#### Given instruction
Return each line of the records below that contains the word "lawn", copying every such line in full. Treat uppercase and lowercase letters as different.

Records from a point annotation dataset
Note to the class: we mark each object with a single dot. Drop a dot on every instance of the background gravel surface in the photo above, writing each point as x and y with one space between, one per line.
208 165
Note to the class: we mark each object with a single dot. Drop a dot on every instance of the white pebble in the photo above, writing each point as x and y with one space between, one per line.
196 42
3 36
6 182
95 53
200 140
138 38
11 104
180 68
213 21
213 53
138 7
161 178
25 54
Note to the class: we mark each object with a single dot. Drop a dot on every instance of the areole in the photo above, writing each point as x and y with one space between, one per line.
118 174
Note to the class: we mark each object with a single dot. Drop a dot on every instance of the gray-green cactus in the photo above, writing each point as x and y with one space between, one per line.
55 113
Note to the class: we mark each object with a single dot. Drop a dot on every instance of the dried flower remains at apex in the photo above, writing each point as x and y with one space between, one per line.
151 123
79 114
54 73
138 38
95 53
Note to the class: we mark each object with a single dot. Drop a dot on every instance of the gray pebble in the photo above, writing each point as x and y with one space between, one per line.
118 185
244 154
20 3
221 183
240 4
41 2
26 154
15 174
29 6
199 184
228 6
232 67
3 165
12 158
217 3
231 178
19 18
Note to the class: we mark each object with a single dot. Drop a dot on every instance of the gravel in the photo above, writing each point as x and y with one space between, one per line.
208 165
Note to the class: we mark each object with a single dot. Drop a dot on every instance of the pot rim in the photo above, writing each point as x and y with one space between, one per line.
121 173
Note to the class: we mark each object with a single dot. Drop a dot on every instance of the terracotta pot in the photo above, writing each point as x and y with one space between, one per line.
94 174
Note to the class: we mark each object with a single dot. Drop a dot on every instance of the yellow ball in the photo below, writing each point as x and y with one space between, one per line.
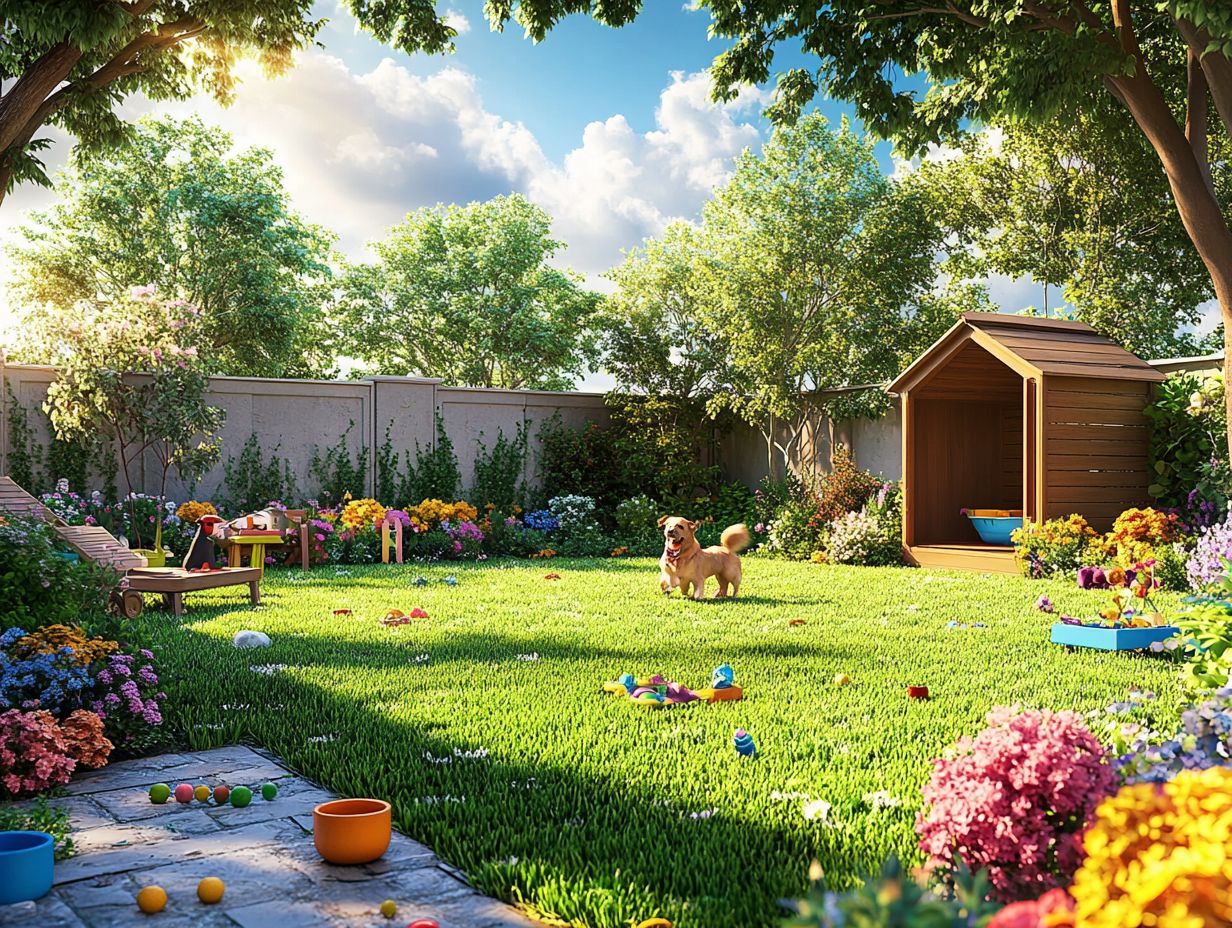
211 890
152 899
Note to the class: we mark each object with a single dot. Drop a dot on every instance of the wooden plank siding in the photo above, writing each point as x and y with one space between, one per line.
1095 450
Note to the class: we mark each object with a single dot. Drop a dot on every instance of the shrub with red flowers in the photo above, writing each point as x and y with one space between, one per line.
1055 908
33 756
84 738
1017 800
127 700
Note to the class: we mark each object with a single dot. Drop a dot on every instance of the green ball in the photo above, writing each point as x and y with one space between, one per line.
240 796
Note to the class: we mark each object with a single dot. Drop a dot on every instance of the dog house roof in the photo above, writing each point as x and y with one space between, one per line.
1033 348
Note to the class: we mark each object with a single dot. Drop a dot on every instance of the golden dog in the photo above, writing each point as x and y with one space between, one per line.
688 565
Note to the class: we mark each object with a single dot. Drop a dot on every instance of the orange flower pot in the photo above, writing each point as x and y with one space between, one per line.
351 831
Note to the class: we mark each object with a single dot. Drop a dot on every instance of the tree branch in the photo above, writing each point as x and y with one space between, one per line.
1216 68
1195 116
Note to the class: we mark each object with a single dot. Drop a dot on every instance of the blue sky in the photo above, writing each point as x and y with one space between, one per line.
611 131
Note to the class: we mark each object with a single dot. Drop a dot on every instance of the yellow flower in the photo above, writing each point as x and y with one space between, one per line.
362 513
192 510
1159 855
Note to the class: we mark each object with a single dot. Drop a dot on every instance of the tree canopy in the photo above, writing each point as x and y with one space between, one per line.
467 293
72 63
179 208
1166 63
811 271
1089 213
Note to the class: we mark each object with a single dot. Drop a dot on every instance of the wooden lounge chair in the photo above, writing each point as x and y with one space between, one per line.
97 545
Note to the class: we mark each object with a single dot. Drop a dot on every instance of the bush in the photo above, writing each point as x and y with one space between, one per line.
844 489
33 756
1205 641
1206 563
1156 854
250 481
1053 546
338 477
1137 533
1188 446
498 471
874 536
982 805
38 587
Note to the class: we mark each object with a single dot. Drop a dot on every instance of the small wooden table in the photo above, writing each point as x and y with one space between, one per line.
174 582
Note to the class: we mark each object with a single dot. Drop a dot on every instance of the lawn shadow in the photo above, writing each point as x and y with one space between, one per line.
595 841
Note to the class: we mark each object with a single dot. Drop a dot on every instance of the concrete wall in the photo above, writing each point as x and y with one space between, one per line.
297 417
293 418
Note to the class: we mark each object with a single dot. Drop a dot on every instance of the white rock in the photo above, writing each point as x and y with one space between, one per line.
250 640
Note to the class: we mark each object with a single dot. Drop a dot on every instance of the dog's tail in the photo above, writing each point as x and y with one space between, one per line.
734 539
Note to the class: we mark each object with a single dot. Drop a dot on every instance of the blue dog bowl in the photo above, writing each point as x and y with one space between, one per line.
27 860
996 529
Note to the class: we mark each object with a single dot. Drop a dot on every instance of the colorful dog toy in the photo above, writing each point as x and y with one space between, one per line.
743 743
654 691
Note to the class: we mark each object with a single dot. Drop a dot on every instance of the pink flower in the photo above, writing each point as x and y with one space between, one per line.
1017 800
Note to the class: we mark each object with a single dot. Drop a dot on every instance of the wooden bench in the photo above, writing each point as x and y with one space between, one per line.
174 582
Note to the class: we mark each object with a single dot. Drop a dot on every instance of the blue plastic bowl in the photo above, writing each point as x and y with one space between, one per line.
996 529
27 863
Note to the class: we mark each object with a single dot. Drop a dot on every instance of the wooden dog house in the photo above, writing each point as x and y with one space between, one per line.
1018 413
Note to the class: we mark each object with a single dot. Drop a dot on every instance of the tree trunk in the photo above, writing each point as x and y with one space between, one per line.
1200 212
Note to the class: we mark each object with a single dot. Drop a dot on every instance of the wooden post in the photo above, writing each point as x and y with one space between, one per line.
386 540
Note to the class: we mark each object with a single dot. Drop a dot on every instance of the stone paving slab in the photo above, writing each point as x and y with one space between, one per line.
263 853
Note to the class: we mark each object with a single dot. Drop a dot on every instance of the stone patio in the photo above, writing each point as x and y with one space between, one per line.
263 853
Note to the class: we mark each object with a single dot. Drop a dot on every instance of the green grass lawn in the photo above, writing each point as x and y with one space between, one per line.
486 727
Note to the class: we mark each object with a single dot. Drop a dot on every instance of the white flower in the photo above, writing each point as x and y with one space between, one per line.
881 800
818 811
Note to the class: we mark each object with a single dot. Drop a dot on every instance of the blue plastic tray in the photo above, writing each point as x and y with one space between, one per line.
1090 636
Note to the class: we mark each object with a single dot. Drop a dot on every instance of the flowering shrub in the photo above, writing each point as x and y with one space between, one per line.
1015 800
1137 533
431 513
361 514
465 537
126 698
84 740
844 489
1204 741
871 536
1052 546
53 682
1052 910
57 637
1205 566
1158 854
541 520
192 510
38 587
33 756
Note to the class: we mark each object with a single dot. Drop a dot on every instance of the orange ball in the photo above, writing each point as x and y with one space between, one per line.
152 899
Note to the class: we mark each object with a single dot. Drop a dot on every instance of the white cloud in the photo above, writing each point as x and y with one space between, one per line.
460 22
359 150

---

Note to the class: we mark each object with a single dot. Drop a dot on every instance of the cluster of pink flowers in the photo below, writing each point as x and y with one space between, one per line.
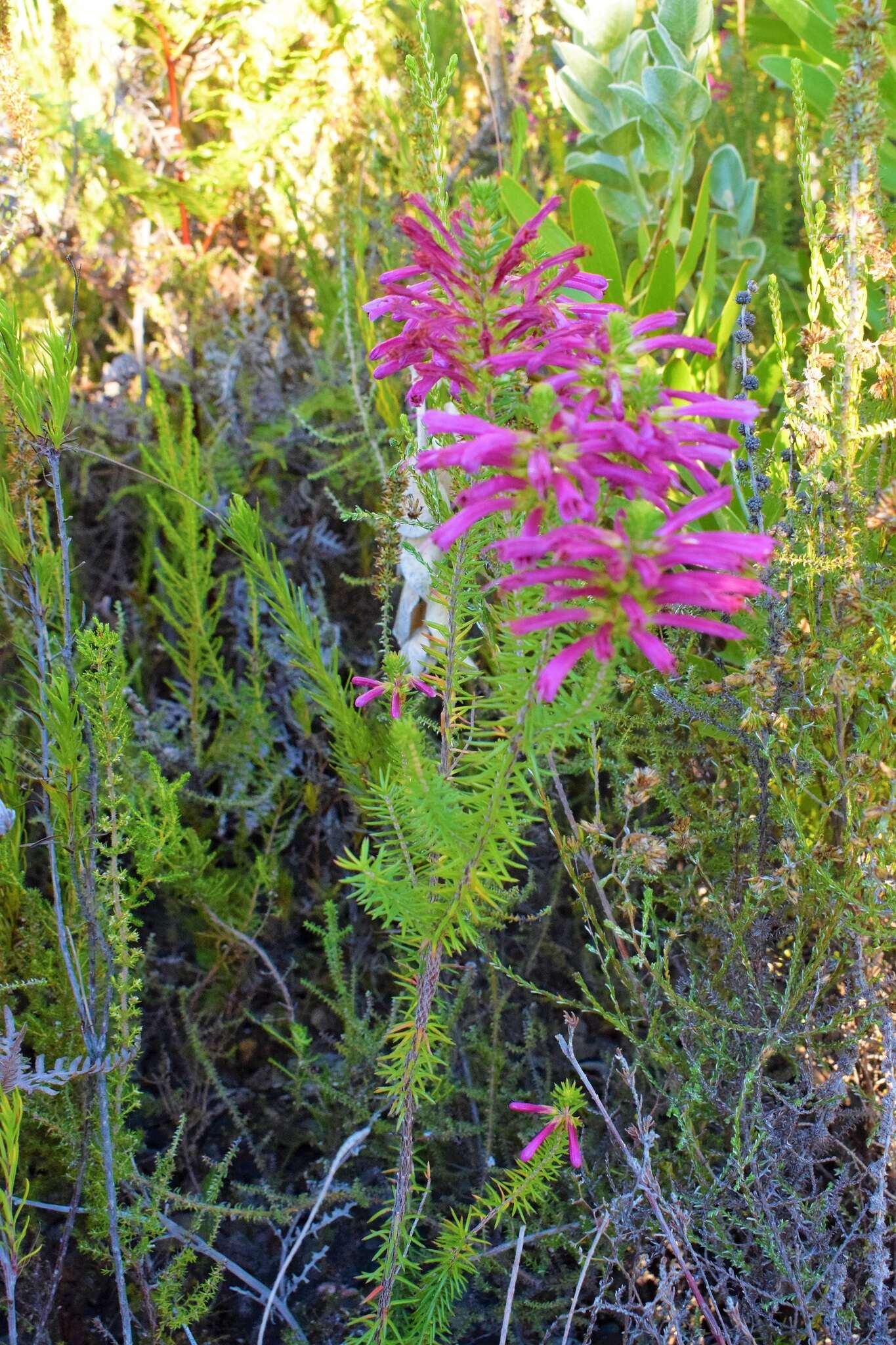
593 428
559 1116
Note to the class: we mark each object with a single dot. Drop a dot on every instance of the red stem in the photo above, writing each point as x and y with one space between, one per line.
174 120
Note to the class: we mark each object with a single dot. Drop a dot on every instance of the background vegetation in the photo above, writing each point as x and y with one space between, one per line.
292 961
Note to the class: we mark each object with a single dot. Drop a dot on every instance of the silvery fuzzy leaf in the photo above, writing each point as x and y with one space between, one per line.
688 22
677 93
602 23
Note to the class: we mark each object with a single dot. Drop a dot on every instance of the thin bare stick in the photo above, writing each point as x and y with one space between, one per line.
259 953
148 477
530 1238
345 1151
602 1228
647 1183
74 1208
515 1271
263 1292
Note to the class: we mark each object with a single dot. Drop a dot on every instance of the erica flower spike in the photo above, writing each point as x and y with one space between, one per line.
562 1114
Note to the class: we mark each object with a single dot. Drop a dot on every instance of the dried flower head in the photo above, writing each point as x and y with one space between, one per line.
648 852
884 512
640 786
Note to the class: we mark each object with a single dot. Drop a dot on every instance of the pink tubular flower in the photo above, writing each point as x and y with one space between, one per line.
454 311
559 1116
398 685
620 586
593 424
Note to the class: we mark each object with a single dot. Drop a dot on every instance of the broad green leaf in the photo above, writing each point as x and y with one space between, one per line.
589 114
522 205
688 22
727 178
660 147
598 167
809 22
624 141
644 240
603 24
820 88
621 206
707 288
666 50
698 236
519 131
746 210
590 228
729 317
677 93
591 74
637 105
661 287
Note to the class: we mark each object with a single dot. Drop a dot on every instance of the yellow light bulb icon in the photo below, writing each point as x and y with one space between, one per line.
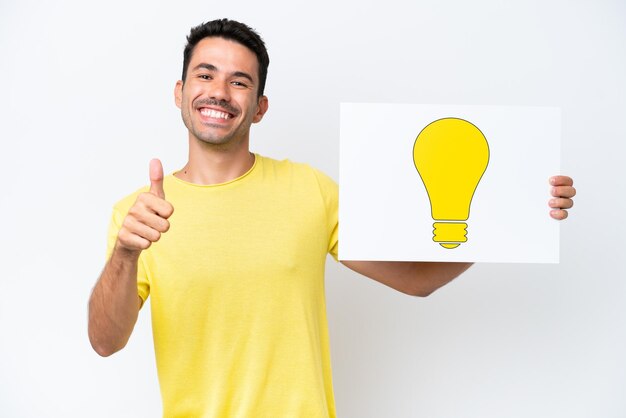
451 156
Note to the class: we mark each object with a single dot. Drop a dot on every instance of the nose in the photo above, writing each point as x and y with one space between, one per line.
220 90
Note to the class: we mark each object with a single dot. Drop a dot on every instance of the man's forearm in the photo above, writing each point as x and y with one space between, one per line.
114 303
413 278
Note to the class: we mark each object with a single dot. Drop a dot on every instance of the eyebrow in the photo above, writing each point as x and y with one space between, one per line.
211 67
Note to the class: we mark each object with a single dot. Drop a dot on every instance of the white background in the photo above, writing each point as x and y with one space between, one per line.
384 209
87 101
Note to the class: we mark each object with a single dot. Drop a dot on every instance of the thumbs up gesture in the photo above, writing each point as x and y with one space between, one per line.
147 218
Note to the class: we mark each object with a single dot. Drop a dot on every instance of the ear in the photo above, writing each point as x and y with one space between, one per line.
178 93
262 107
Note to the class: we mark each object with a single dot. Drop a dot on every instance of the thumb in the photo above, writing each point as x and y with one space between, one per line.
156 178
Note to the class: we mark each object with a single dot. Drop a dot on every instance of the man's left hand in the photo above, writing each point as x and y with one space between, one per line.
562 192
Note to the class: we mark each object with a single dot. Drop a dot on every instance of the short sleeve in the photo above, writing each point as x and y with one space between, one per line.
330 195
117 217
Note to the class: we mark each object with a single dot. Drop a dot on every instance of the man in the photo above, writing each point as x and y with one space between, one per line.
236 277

#### Exercise solution
Note to the class: we mark each object with a single dot. Drop a dot on every instance of the lawn shadow in the photo above, writing each point as x and y with one space between, one per line.
Note to the class: we mark each object with a single dot. Drop a dot on every instance of the green grass lawn in the photo above, writing each point as x and y with one space between, one per line.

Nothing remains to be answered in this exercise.